(REQUIRED TASKS)
a – For each statement, say whether it agrees with the review excerpt. Answer yes or no and quote the words of the excerpt that decide it.
(i) Milton Moore turns out to be a cover for Stephen Foster.
(ii) The NYC Draft Riots last for a week.
(iii) Nelly ejects Foster in time to prevent any damage.
b – According to the review excerpt, Nelly hopes the dance festival will save certain things. Name all of them.
c – Answer these questions from the review excerpt, one line each.
(i) What does Moore present to the wealthy Uptown audience?
(ii) What brings the rioting to an end?
(iii) What is the title of the message Nelly delivers to the rioters?

===== SOURCE TEXT

In the transition to Act II, book writers take us to wealthy Uptown New York City. The set changes from the dark saloon, three level platforms, box cages and hard scrabble lines and angles to light, airy, plush furniture in a luxurious drawing room where the wealthy Mr. Tiggens, Amelia Tiggens and Uptown women are being entertained by Milton Moore. Moore presents new versions of songs he culturally appropriated from those he’s heard sung by immigrants and blacks in the Five Points. The scene brings heartbreak at the revelation that “Milton Moore” has been the cover for Stephen Foster (Jacob Fishel).
In a fascinating and ingenious twist in the arc of development, Foster, revitalized by his time in Paradise Square, exploits its greatness, democracy and vibrancy. He brags to Tiggens about his inspired time and unwittingly reveals what Nelly and the others plan. The scene is another dynamo that spills over into chaos when Foster returns to Paradise Square and confronts Nelly, who is arranging to financially save her saloon, Owen and Henry with the dance festival. Foster’s betrayal is a stinging blow. Though he apologizes and attempts to salve the wound by telling Nelly she encouraged his reformation, the danger he reigns down on them is unforgivable. Too late, she ejects him; but the damage has been done. All that is left is to hope that the dance festival brings in enough money to save her saloon and Owen and Henry.
The dance comes off in, another incredible scene with Jones’ amazing choreography front and center as Shively’s Owens and DuPont’s Henry compete, this time not so congenially. There is a winner. You’ll just have to see the show to find out. But the competition doesn’t have the desired effect. Subsequently, New York City undergoes its own class war as the immigrants go uptown in a rage to protest. The NYC Draft Riots, a well documented catastrophic debacle (50 buildings burned, 119 people dead) with destruction, death looting and burning lasts for three days until the US army quells the rioting. As the rioters set fire to Paradise Square, Kalukango’s Nelly confronts them and delivers a message (“Let it Burn”) that defies description in power and spiritual glory.

==========
===== RECORD EXTRACTS

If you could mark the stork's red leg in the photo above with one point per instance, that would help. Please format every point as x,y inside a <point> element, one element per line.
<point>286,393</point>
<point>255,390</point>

==========
===== RECORD EXTRACTS

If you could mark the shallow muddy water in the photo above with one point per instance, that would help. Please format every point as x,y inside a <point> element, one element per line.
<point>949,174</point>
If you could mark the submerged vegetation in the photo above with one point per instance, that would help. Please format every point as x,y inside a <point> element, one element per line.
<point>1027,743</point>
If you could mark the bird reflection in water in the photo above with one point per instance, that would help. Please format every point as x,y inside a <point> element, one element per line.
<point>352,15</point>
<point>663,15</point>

==========
===== RECORD EXTRACTS

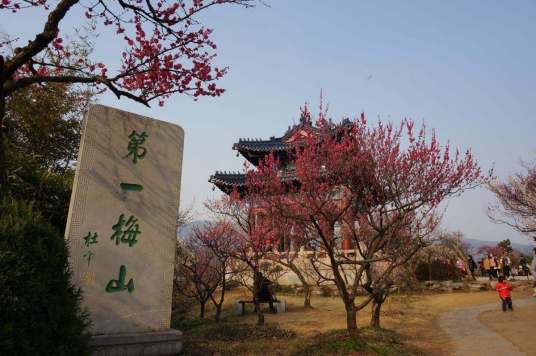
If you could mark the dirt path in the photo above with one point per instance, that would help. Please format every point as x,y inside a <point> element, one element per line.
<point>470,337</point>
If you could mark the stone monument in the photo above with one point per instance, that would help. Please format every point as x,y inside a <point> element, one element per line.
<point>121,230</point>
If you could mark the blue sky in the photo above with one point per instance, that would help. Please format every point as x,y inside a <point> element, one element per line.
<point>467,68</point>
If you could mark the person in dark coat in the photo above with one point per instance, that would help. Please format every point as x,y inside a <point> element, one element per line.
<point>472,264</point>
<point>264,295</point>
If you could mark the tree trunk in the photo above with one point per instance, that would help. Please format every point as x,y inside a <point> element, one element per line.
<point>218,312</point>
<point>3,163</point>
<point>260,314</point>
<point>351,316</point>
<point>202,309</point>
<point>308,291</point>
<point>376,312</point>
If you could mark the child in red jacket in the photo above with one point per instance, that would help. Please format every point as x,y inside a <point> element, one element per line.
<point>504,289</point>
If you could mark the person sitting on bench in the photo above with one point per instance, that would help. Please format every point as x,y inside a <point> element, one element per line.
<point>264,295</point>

==========

(REPLIES)
a –
(i) Yes: "“Milton Moore” has been the cover for Stephen Foster (Jacob Fishel)"
(ii) No: "lasts for three days until the US army quells the rioting"
(iii) No: "Too late, she ejects him; but the damage has been done."

b – Her saloon, Owen, Henry

c –
(i) New versions of songs he culturally appropriated from those he heard sung by immigrants and blacks in the Five Points
(ii) The US army
(iii) "Let it Burn"